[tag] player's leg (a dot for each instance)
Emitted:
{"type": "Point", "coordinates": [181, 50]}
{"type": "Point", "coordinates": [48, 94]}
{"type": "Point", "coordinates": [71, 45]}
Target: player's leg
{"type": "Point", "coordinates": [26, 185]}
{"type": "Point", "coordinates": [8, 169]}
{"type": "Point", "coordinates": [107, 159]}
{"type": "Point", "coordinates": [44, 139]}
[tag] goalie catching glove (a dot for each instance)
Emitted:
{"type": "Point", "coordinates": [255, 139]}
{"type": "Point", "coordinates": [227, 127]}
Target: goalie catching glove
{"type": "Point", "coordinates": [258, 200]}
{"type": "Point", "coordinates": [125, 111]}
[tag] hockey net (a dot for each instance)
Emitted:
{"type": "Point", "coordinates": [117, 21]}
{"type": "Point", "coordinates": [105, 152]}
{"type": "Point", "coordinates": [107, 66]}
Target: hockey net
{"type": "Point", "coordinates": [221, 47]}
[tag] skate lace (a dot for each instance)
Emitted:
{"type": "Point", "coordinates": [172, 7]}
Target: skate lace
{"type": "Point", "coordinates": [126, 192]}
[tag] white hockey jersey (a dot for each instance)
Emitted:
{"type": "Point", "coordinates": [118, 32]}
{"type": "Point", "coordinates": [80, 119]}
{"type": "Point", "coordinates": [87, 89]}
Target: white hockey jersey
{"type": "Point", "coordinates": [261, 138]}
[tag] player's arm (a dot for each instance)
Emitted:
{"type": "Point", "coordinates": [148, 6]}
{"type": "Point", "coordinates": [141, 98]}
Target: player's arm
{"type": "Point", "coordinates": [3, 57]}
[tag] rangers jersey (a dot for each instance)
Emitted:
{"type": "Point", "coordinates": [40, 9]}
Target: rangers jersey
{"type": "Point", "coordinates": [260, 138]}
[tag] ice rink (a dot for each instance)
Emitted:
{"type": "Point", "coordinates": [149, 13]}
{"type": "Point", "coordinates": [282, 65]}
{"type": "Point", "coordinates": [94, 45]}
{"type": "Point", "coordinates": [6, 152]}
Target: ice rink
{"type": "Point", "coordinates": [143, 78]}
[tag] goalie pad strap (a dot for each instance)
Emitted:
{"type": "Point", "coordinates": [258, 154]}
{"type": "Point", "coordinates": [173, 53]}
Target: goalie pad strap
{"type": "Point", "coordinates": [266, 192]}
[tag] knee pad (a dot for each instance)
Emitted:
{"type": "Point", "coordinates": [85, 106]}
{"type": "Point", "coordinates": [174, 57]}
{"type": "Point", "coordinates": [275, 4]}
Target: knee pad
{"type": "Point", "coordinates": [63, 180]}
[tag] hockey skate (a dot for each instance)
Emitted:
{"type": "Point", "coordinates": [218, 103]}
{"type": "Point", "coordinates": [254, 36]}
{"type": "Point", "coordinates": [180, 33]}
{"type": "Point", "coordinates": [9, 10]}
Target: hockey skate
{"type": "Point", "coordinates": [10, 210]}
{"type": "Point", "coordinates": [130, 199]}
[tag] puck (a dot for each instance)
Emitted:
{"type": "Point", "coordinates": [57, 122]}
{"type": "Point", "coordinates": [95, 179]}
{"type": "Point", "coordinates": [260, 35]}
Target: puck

§ Written request
Return the entire listing above unchanged, line for line.

§ Response below
[tag] player's leg (a dot for each instance)
Emitted:
{"type": "Point", "coordinates": [181, 50]}
{"type": "Point", "coordinates": [48, 94]}
{"type": "Point", "coordinates": [71, 45]}
Target: player's leg
{"type": "Point", "coordinates": [26, 185]}
{"type": "Point", "coordinates": [8, 169]}
{"type": "Point", "coordinates": [107, 159]}
{"type": "Point", "coordinates": [44, 139]}
[tag] goalie catching glove (a dot for each instance)
Emitted:
{"type": "Point", "coordinates": [255, 139]}
{"type": "Point", "coordinates": [227, 127]}
Target: goalie catching glove
{"type": "Point", "coordinates": [258, 200]}
{"type": "Point", "coordinates": [125, 111]}
[tag] hockey net (a dot for each instance)
Emitted:
{"type": "Point", "coordinates": [117, 21]}
{"type": "Point", "coordinates": [105, 152]}
{"type": "Point", "coordinates": [107, 66]}
Target: hockey net
{"type": "Point", "coordinates": [221, 47]}
[tag] skate lace (a dot for each instance)
Emitted:
{"type": "Point", "coordinates": [172, 7]}
Target: skate lace
{"type": "Point", "coordinates": [126, 192]}
[tag] white hockey jersey (a dot for each instance)
Emitted:
{"type": "Point", "coordinates": [118, 32]}
{"type": "Point", "coordinates": [80, 119]}
{"type": "Point", "coordinates": [87, 89]}
Target: white hockey jersey
{"type": "Point", "coordinates": [261, 138]}
[tag] player's arm (a dot for each instance)
Emitted:
{"type": "Point", "coordinates": [148, 6]}
{"type": "Point", "coordinates": [141, 98]}
Target: player's arm
{"type": "Point", "coordinates": [3, 57]}
[tag] rangers jersey (a dot for each instance)
Emitted:
{"type": "Point", "coordinates": [40, 9]}
Target: rangers jersey
{"type": "Point", "coordinates": [260, 138]}
[tag] ice rink (a dot for each instance)
Emitted:
{"type": "Point", "coordinates": [149, 13]}
{"type": "Point", "coordinates": [282, 65]}
{"type": "Point", "coordinates": [94, 45]}
{"type": "Point", "coordinates": [6, 152]}
Target: ice rink
{"type": "Point", "coordinates": [143, 78]}
[tag] goalie pad strap (a dot for each instance)
Emitted:
{"type": "Point", "coordinates": [258, 154]}
{"type": "Point", "coordinates": [173, 53]}
Target: goalie pad strap
{"type": "Point", "coordinates": [266, 192]}
[tag] knee pad (a dot for each instance)
Emitted:
{"type": "Point", "coordinates": [85, 106]}
{"type": "Point", "coordinates": [174, 57]}
{"type": "Point", "coordinates": [275, 4]}
Target: knee pad
{"type": "Point", "coordinates": [63, 180]}
[tag] hockey skate (a dot for each instance)
Emitted:
{"type": "Point", "coordinates": [218, 103]}
{"type": "Point", "coordinates": [254, 36]}
{"type": "Point", "coordinates": [180, 33]}
{"type": "Point", "coordinates": [9, 10]}
Target: hockey skate
{"type": "Point", "coordinates": [10, 210]}
{"type": "Point", "coordinates": [130, 199]}
[tag] puck (a dot for each instance)
Emitted:
{"type": "Point", "coordinates": [57, 122]}
{"type": "Point", "coordinates": [95, 179]}
{"type": "Point", "coordinates": [260, 35]}
Target: puck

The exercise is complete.